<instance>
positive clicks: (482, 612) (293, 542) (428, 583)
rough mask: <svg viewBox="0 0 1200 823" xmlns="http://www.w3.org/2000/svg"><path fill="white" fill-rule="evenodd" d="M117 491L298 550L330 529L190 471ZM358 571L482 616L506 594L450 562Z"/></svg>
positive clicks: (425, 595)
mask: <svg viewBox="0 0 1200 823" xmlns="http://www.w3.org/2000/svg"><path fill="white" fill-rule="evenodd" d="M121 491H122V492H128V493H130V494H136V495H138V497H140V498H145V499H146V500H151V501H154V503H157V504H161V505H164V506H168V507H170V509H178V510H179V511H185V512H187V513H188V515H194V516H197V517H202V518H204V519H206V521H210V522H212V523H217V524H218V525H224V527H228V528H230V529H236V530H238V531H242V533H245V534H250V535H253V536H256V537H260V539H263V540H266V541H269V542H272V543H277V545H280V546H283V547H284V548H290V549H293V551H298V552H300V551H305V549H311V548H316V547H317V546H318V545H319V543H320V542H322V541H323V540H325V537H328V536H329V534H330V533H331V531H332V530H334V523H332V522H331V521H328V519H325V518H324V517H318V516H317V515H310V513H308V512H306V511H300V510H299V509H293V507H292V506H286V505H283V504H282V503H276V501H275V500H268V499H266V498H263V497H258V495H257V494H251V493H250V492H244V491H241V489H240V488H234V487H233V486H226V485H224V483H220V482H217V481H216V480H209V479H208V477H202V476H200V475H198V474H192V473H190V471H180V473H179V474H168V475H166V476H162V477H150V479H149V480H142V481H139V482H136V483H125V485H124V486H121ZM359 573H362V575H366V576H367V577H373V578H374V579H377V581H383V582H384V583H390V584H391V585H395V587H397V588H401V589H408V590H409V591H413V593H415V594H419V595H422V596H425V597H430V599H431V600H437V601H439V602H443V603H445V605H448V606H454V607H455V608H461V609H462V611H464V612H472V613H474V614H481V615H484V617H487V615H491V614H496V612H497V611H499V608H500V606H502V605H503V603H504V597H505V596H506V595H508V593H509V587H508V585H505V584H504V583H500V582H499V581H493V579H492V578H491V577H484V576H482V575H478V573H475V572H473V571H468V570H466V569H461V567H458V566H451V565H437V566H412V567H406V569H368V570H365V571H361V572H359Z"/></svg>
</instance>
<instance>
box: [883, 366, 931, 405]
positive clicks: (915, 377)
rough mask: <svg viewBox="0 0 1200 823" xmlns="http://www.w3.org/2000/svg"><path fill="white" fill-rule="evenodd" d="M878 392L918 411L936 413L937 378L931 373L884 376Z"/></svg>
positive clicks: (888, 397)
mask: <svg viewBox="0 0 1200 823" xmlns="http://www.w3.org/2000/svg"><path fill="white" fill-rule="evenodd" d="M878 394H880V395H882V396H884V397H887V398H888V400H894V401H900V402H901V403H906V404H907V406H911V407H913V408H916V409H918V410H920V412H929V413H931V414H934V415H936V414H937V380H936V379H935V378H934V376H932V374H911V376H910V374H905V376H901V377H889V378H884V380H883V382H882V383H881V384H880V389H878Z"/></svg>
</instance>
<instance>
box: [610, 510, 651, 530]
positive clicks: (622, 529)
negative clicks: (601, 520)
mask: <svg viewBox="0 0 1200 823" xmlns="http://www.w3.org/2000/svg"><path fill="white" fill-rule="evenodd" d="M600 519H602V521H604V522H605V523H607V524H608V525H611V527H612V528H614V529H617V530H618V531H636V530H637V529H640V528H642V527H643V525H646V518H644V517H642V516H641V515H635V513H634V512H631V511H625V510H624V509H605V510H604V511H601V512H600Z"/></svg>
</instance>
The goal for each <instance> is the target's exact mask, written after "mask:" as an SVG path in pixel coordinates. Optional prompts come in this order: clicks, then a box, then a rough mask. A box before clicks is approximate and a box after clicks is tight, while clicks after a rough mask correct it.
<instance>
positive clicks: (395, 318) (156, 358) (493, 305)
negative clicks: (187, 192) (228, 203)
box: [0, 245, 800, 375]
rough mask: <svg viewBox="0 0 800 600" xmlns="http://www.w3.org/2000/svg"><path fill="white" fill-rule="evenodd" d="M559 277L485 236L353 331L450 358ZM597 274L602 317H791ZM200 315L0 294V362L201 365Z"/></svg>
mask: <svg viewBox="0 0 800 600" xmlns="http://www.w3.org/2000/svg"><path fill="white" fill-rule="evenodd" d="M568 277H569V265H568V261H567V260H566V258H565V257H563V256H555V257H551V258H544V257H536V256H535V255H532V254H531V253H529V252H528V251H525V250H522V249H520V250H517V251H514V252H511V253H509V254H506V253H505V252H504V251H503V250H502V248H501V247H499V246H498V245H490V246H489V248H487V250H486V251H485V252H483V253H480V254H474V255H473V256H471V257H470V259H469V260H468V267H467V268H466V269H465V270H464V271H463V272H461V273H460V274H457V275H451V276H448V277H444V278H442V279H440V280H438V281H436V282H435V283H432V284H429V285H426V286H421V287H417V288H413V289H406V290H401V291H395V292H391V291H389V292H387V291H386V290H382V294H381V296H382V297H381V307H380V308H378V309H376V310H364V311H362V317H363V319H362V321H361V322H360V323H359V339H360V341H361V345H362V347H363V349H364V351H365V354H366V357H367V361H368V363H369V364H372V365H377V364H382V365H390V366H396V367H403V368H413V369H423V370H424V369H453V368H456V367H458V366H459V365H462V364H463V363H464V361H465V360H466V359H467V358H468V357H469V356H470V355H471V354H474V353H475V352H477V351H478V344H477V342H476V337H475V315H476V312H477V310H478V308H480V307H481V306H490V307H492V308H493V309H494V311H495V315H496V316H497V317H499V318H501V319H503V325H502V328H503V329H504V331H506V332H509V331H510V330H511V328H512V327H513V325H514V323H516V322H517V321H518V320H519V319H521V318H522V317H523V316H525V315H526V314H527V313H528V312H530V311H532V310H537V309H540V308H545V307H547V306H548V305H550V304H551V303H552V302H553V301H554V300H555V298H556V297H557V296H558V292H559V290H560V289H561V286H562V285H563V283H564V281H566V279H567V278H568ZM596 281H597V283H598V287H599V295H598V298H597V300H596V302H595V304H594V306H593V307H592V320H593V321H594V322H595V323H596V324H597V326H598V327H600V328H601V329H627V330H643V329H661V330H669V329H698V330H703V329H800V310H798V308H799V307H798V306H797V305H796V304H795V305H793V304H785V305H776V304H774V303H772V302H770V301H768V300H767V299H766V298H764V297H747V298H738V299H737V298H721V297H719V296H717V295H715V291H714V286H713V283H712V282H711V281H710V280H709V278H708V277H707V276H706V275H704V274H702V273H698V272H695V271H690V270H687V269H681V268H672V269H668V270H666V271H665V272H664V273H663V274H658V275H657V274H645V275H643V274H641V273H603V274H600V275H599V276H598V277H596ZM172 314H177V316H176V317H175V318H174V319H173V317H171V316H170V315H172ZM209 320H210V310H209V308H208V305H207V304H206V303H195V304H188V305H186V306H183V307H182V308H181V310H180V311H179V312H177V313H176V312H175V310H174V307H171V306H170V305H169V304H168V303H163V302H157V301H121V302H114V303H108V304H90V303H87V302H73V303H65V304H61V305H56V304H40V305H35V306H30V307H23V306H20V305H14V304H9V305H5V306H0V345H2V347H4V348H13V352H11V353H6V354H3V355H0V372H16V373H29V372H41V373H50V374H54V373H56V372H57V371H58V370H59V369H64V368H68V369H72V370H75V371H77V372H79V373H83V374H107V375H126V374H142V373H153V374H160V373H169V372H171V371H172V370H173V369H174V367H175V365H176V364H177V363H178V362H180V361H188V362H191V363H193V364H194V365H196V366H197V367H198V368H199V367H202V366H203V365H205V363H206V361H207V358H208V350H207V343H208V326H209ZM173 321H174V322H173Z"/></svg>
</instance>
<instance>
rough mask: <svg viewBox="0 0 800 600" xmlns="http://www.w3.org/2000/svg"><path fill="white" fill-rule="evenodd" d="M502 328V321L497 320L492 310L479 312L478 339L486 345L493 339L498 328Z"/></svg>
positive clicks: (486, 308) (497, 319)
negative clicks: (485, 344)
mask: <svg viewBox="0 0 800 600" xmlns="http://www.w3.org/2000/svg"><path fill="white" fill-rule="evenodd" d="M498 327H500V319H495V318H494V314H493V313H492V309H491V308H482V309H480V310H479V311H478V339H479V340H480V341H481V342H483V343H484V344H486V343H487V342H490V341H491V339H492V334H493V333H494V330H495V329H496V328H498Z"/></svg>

::::

# [DIRECTIONS FOR THIS TASK]
Above are the records. Print exactly, and only, the lines from the line with "392L918 411L936 413L937" to the line with "box: [0, 245, 800, 375]", both inclusive.

# [EXERCISE RESPONSE]
rough mask: <svg viewBox="0 0 1200 823" xmlns="http://www.w3.org/2000/svg"><path fill="white" fill-rule="evenodd" d="M878 392L918 411L936 413L937 378L931 373L884 376Z"/></svg>
positive clicks: (888, 397)
mask: <svg viewBox="0 0 1200 823" xmlns="http://www.w3.org/2000/svg"><path fill="white" fill-rule="evenodd" d="M878 394H880V395H882V396H884V397H887V398H888V400H894V401H900V402H901V403H906V404H907V406H911V407H913V408H916V409H918V410H920V412H929V413H931V414H934V415H936V414H937V380H936V379H935V378H934V376H932V374H911V376H910V374H905V376H901V377H889V378H884V380H883V382H882V383H881V384H880V389H878Z"/></svg>
</instance>
<instance>
box: [610, 510, 651, 530]
positive clicks: (622, 529)
negative clicks: (601, 520)
mask: <svg viewBox="0 0 1200 823" xmlns="http://www.w3.org/2000/svg"><path fill="white" fill-rule="evenodd" d="M600 519H602V521H604V522H605V523H607V524H608V525H611V527H612V528H614V529H617V530H618V531H636V530H637V529H640V528H642V527H643V525H646V518H644V517H642V516H641V515H635V513H634V512H631V511H625V510H624V509H605V510H604V511H601V512H600Z"/></svg>
</instance>
The goal for each <instance> is the target's exact mask, written after "mask:" as an SVG path in pixel coordinates. Optional prompts come in this order: clicks, then a box, then a rough mask. A box before clicks is approximate and a box after clicks is tight, while clicks after a rough mask correct it.
<instance>
positive clicks: (395, 318) (156, 358) (493, 305)
negative clicks: (187, 192) (228, 203)
box: [0, 245, 800, 375]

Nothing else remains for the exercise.